───── ENTRIES SHOWN ─────
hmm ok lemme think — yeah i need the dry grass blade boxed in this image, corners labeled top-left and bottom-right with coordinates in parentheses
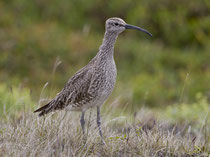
top-left (0, 110), bottom-right (209, 157)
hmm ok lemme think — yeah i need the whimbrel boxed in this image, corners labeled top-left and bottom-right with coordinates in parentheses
top-left (34, 17), bottom-right (152, 138)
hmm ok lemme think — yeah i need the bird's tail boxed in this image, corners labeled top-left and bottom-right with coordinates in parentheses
top-left (34, 100), bottom-right (55, 117)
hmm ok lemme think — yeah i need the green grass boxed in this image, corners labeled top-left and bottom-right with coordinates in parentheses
top-left (0, 84), bottom-right (34, 117)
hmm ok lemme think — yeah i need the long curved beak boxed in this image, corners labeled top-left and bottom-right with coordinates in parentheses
top-left (124, 24), bottom-right (152, 37)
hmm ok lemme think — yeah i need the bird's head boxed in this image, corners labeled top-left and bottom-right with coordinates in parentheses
top-left (105, 17), bottom-right (152, 37)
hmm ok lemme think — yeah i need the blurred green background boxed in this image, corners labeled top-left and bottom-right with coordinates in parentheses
top-left (0, 0), bottom-right (210, 114)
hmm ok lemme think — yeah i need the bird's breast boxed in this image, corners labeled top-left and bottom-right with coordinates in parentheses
top-left (97, 58), bottom-right (117, 99)
top-left (105, 58), bottom-right (117, 89)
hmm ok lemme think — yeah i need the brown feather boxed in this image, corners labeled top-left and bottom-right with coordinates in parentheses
top-left (34, 101), bottom-right (53, 116)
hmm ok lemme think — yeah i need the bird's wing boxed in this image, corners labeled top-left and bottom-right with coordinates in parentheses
top-left (34, 63), bottom-right (95, 116)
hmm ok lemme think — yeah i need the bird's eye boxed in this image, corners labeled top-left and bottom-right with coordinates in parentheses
top-left (114, 23), bottom-right (119, 26)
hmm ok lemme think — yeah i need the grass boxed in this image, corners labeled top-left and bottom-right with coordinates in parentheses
top-left (0, 72), bottom-right (209, 156)
top-left (0, 105), bottom-right (209, 156)
top-left (0, 75), bottom-right (209, 156)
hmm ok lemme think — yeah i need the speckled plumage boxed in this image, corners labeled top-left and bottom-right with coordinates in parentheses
top-left (34, 18), bottom-right (124, 116)
top-left (34, 17), bottom-right (152, 139)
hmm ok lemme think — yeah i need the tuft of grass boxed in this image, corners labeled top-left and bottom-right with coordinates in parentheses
top-left (0, 109), bottom-right (209, 157)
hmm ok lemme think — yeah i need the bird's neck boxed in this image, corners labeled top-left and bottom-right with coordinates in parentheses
top-left (98, 31), bottom-right (118, 57)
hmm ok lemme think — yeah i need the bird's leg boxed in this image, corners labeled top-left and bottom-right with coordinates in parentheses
top-left (80, 111), bottom-right (85, 134)
top-left (97, 106), bottom-right (103, 138)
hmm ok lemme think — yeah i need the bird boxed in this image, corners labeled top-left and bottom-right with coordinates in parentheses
top-left (34, 17), bottom-right (152, 139)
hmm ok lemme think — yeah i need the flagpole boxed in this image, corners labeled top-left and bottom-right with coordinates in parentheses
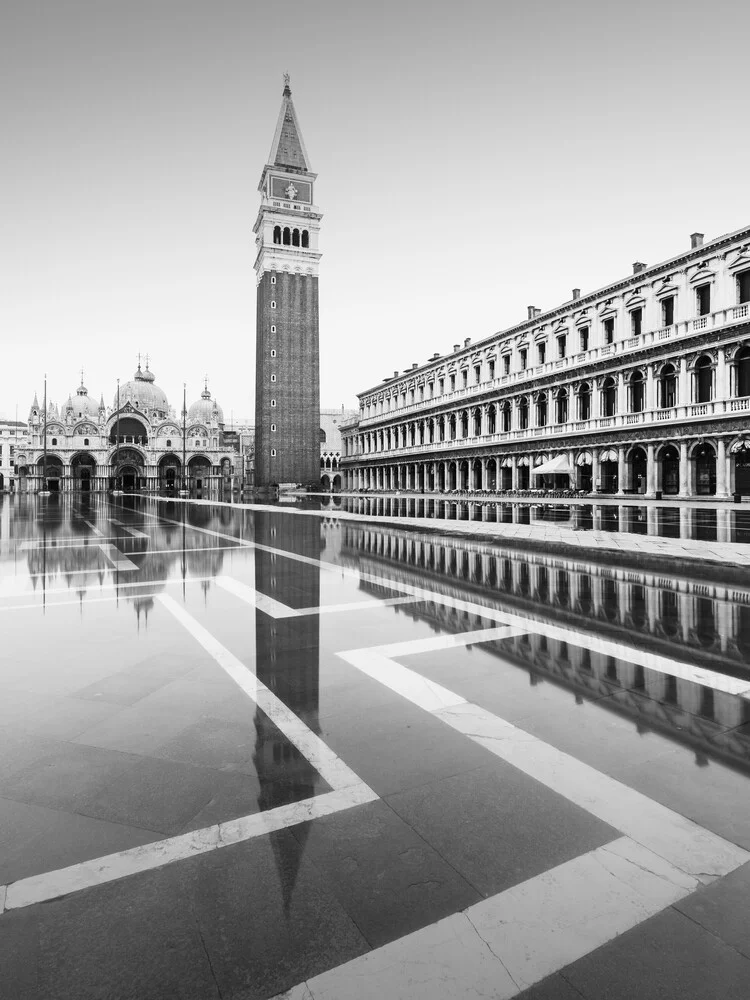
top-left (40, 374), bottom-right (50, 495)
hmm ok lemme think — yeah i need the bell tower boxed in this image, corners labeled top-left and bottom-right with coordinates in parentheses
top-left (254, 76), bottom-right (322, 488)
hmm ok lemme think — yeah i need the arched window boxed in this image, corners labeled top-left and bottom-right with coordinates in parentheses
top-left (555, 389), bottom-right (568, 424)
top-left (51, 438), bottom-right (57, 445)
top-left (283, 227), bottom-right (291, 245)
top-left (630, 369), bottom-right (645, 412)
top-left (659, 363), bottom-right (677, 408)
top-left (449, 414), bottom-right (457, 440)
top-left (473, 408), bottom-right (482, 435)
top-left (601, 376), bottom-right (617, 416)
top-left (487, 404), bottom-right (496, 434)
top-left (460, 411), bottom-right (469, 437)
top-left (578, 383), bottom-right (591, 420)
top-left (518, 397), bottom-right (529, 430)
top-left (501, 401), bottom-right (511, 432)
top-left (737, 346), bottom-right (750, 397)
top-left (166, 439), bottom-right (172, 447)
top-left (83, 438), bottom-right (89, 446)
top-left (536, 392), bottom-right (548, 426)
top-left (695, 355), bottom-right (713, 403)
top-left (301, 230), bottom-right (309, 248)
top-left (273, 226), bottom-right (281, 244)
top-left (292, 228), bottom-right (300, 247)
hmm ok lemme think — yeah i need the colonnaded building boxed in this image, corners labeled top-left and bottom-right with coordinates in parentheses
top-left (14, 361), bottom-right (237, 493)
top-left (341, 227), bottom-right (750, 499)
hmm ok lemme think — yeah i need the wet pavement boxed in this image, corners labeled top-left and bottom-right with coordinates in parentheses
top-left (2, 493), bottom-right (750, 998)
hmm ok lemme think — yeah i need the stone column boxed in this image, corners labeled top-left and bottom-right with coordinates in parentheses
top-left (616, 374), bottom-right (626, 417)
top-left (481, 457), bottom-right (488, 490)
top-left (645, 365), bottom-right (656, 413)
top-left (646, 442), bottom-right (656, 496)
top-left (678, 359), bottom-right (689, 411)
top-left (679, 440), bottom-right (690, 496)
top-left (716, 437), bottom-right (729, 498)
top-left (716, 350), bottom-right (728, 403)
top-left (511, 455), bottom-right (518, 490)
top-left (617, 446), bottom-right (627, 495)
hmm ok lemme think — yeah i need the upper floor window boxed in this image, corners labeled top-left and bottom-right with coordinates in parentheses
top-left (696, 283), bottom-right (711, 316)
top-left (662, 296), bottom-right (675, 326)
top-left (503, 355), bottom-right (510, 375)
top-left (270, 275), bottom-right (276, 284)
top-left (439, 378), bottom-right (444, 394)
top-left (488, 360), bottom-right (495, 379)
top-left (450, 374), bottom-right (456, 391)
top-left (462, 370), bottom-right (468, 388)
top-left (557, 335), bottom-right (566, 359)
top-left (271, 374), bottom-right (276, 382)
top-left (270, 349), bottom-right (276, 358)
top-left (579, 327), bottom-right (589, 352)
top-left (273, 226), bottom-right (281, 244)
top-left (537, 342), bottom-right (546, 365)
top-left (738, 270), bottom-right (750, 304)
top-left (167, 439), bottom-right (172, 447)
top-left (603, 318), bottom-right (615, 344)
top-left (83, 438), bottom-right (89, 445)
top-left (51, 438), bottom-right (57, 445)
top-left (474, 365), bottom-right (481, 384)
top-left (630, 308), bottom-right (642, 337)
top-left (520, 348), bottom-right (528, 370)
top-left (428, 381), bottom-right (434, 397)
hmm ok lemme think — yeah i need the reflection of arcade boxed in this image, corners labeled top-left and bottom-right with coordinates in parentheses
top-left (341, 523), bottom-right (750, 774)
top-left (253, 510), bottom-right (323, 910)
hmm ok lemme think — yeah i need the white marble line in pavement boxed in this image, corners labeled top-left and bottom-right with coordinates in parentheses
top-left (216, 576), bottom-right (425, 618)
top-left (157, 594), bottom-right (370, 795)
top-left (0, 596), bottom-right (377, 913)
top-left (81, 519), bottom-right (104, 536)
top-left (136, 503), bottom-right (750, 699)
top-left (338, 636), bottom-right (750, 882)
top-left (97, 543), bottom-right (138, 571)
top-left (1, 784), bottom-right (377, 914)
top-left (109, 518), bottom-right (150, 539)
top-left (271, 836), bottom-right (705, 1000)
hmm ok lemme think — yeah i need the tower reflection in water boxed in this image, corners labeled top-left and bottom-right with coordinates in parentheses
top-left (341, 521), bottom-right (750, 775)
top-left (253, 508), bottom-right (323, 912)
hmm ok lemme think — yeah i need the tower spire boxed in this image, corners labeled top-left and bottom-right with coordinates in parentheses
top-left (267, 75), bottom-right (311, 172)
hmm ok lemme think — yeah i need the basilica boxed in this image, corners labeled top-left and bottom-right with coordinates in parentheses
top-left (15, 360), bottom-right (238, 493)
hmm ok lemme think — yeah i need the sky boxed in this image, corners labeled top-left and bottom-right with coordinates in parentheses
top-left (2, 0), bottom-right (749, 422)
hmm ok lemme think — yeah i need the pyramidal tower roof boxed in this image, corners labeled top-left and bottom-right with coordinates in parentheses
top-left (267, 75), bottom-right (312, 173)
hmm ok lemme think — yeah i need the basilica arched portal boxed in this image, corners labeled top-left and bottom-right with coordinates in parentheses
top-left (111, 447), bottom-right (145, 492)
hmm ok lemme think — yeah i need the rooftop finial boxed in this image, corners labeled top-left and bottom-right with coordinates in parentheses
─────
ACTIVITY: Nothing but the lines from the one that contains "hmm ok lemme think — yeah i need the basilica arched" through the last line of the entries should appear in your reply, each repeated exactly.

RESPONSE FOR THIS EXERCISE:
hmm ok lemme think — yeah i need the basilica arched portal boxed in this image, corners labeled top-left and bottom-right with coordinates in parentheses
top-left (111, 447), bottom-right (145, 492)
hmm ok lemme think — yeah i need the rooftop finial boxed in this image, corners labeled top-left and bottom-right with coordinates in parentheses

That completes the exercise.